[設問]
ケーブルカッターに関する文章のうち、「まして、ACSR線が活線であ」から「どの大きな負担になっていた。」までの部分（両端を含む）を、「ACSR線」をすべて「鋼心アルミより線」に改めて書き直してください。

[原文抜粋]
-*-

まして、ACSR線が活線である場合などでは、高電圧大電流による、いわゆる吸い寄せや吹き飛ばし、感電等をも招来するおそれがあり、長い時間、ACSR線に近づいたままカッターを噛み付かせておくような作業はそもそも危険であると言える。
【0008】
その結果、ワンアクションの端的な動作により且つ短時間でACSR線を切断できるようなケーブルカッターの開発が待たれているのが現状である。
一方で、ACSR線の切断作業が必要な単一の現場内や、或いはこの現場とは別の巡回先現場において、IV線のような太い電線をも切断する要請が生じる場合もある。このような場合には、ACSR線を切断するためのカッターとは別に、前記したケーブルカッターのようなIV線専用のカッターが必要になっていた。
【0009】
なぜなら、ACSR線を切断するためのカッターでは、特許文献1でも開示されている
ように刃先を鈍角にするなどの特殊な対策が施されていたため、このカッターによりIV線を切断した場合には、IV線の切断面を、再接続が不可能又は困難となるほどに変形させてしまうおそれがあったためである。
従って、このような場合には複数種類のカッターを持ち運ぶことが必要となるので、作業者には持ち運びの嵩が増え且つ重さも倍増するなどの大きな負担になっていた。

-*-

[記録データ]
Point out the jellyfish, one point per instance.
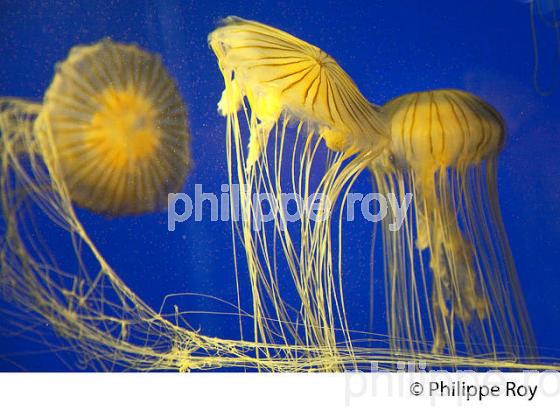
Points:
(281, 88)
(118, 127)
(451, 283)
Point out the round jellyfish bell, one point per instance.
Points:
(118, 127)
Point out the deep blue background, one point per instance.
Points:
(388, 47)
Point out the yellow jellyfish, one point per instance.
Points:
(275, 82)
(118, 127)
(68, 296)
(451, 280)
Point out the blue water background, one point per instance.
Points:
(389, 48)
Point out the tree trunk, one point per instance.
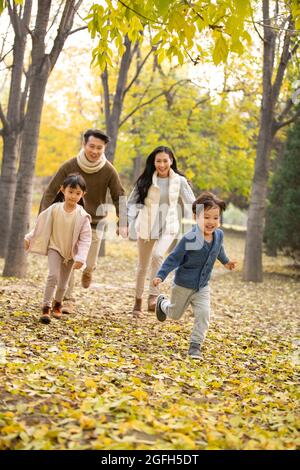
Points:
(12, 128)
(254, 238)
(15, 262)
(113, 118)
(42, 64)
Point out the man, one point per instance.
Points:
(100, 175)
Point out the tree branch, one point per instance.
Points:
(278, 125)
(77, 29)
(15, 20)
(151, 100)
(104, 78)
(284, 59)
(139, 69)
(203, 100)
(64, 29)
(3, 119)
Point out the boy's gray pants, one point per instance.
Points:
(181, 298)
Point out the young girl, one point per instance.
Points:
(194, 257)
(157, 194)
(63, 232)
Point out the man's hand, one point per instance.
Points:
(231, 265)
(156, 281)
(77, 265)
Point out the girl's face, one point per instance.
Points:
(209, 220)
(162, 164)
(72, 195)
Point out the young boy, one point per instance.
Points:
(194, 258)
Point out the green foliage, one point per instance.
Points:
(283, 214)
(175, 27)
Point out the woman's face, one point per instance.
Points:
(162, 164)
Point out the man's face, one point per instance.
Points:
(94, 148)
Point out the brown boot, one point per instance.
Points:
(152, 303)
(68, 306)
(86, 279)
(45, 318)
(137, 308)
(56, 309)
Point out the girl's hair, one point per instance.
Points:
(73, 180)
(208, 200)
(144, 181)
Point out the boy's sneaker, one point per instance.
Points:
(57, 310)
(160, 314)
(195, 351)
(45, 318)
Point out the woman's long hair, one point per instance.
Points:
(144, 181)
(73, 180)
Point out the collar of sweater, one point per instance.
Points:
(172, 175)
(90, 167)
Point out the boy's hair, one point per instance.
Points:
(95, 133)
(208, 200)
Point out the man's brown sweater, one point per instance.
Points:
(97, 185)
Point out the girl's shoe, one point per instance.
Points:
(152, 302)
(195, 351)
(57, 309)
(45, 318)
(137, 308)
(160, 314)
(68, 306)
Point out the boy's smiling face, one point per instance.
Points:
(209, 220)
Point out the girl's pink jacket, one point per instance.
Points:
(39, 237)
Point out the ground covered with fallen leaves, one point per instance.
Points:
(100, 380)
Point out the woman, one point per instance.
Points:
(154, 203)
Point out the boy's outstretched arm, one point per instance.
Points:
(230, 265)
(172, 261)
(225, 260)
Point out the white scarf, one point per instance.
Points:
(90, 167)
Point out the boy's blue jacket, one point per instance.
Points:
(194, 259)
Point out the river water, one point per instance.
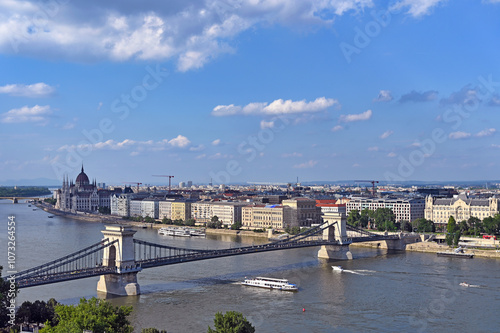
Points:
(377, 292)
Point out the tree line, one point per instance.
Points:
(384, 219)
(23, 191)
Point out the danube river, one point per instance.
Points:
(377, 292)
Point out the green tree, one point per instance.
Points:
(475, 225)
(190, 222)
(166, 221)
(449, 239)
(152, 330)
(423, 225)
(491, 224)
(456, 237)
(37, 312)
(353, 218)
(385, 219)
(231, 322)
(452, 225)
(95, 314)
(365, 217)
(6, 295)
(236, 225)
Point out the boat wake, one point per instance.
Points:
(357, 272)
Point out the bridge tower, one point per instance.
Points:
(120, 255)
(337, 231)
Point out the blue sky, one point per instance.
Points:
(250, 90)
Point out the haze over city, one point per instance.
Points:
(244, 91)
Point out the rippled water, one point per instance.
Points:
(377, 292)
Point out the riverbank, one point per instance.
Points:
(108, 219)
(430, 247)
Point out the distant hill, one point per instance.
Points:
(44, 182)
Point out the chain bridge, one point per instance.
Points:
(118, 257)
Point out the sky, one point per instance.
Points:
(236, 91)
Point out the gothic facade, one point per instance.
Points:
(82, 195)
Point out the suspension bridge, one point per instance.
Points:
(118, 257)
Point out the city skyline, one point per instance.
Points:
(238, 91)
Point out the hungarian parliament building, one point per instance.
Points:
(82, 195)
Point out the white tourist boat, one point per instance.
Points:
(166, 231)
(182, 233)
(197, 232)
(270, 283)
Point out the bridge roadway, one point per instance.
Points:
(31, 281)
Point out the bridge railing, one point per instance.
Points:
(87, 258)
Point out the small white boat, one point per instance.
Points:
(182, 233)
(195, 232)
(270, 283)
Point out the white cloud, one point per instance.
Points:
(306, 165)
(266, 124)
(294, 154)
(32, 90)
(383, 96)
(180, 141)
(416, 8)
(386, 134)
(68, 126)
(197, 148)
(486, 132)
(347, 118)
(277, 107)
(465, 96)
(35, 114)
(190, 32)
(459, 135)
(419, 97)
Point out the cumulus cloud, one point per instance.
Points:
(32, 90)
(190, 32)
(465, 96)
(459, 135)
(416, 8)
(35, 114)
(294, 154)
(179, 142)
(495, 99)
(417, 97)
(277, 107)
(386, 134)
(306, 165)
(384, 96)
(266, 124)
(347, 118)
(486, 132)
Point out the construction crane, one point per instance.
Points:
(368, 181)
(138, 184)
(169, 180)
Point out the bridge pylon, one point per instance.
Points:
(337, 231)
(120, 255)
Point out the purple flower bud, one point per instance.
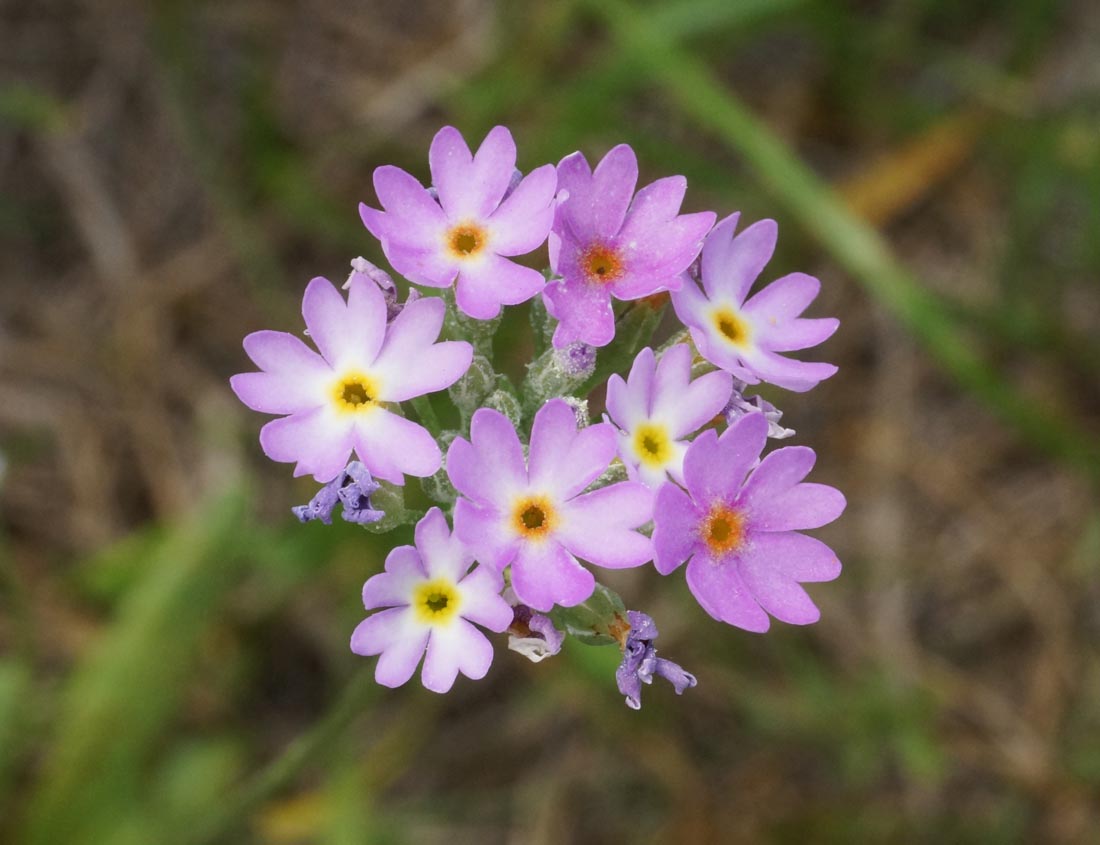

-*-

[解答例]
まして、鋼心アルミより線が活線である場合などでは、高電圧大電流による、いわゆる吸い寄せや吹き飛ばし、感電等をも招来するおそれがあり、長い時間、鋼心アルミより線に近づいたままカッターを噛み付かせておくような作業はそもそも危険であると言える。
【0008】
その結果、ワンアクションの端的な動作により且つ短時間で鋼心アルミより線を切断できるようなケーブルカッターの開発が待たれているのが現状である。
一方で、鋼心アルミより線の切断作業が必要な単一の現場内や、或いはこの現場とは別の巡回先現場において、IV線のような太い電線をも切断する要請が生じる場合もある。このような場合には、鋼心アルミより線を切断するためのカッターとは別に、前記したケーブルカッターのようなIV線専用のカッターが必要になっていた。
【0009】
なぜなら、鋼心アルミより線を切断するためのカッターでは、特許文献1でも開示されている
ように刃先を鈍角にするなどの特殊な対策が施されていたため、このカッターによりIV線を切断した場合には、IV線の切断面を、再接続が不可能又は困難となるほどに変形させてしまうおそれがあったためである。
従って、このような場合には複数種類のカッターを持ち運ぶことが必要となるので、作業者には持ち運びの嵩が増え且つ重さも倍増するなどの大きな負担になっていた。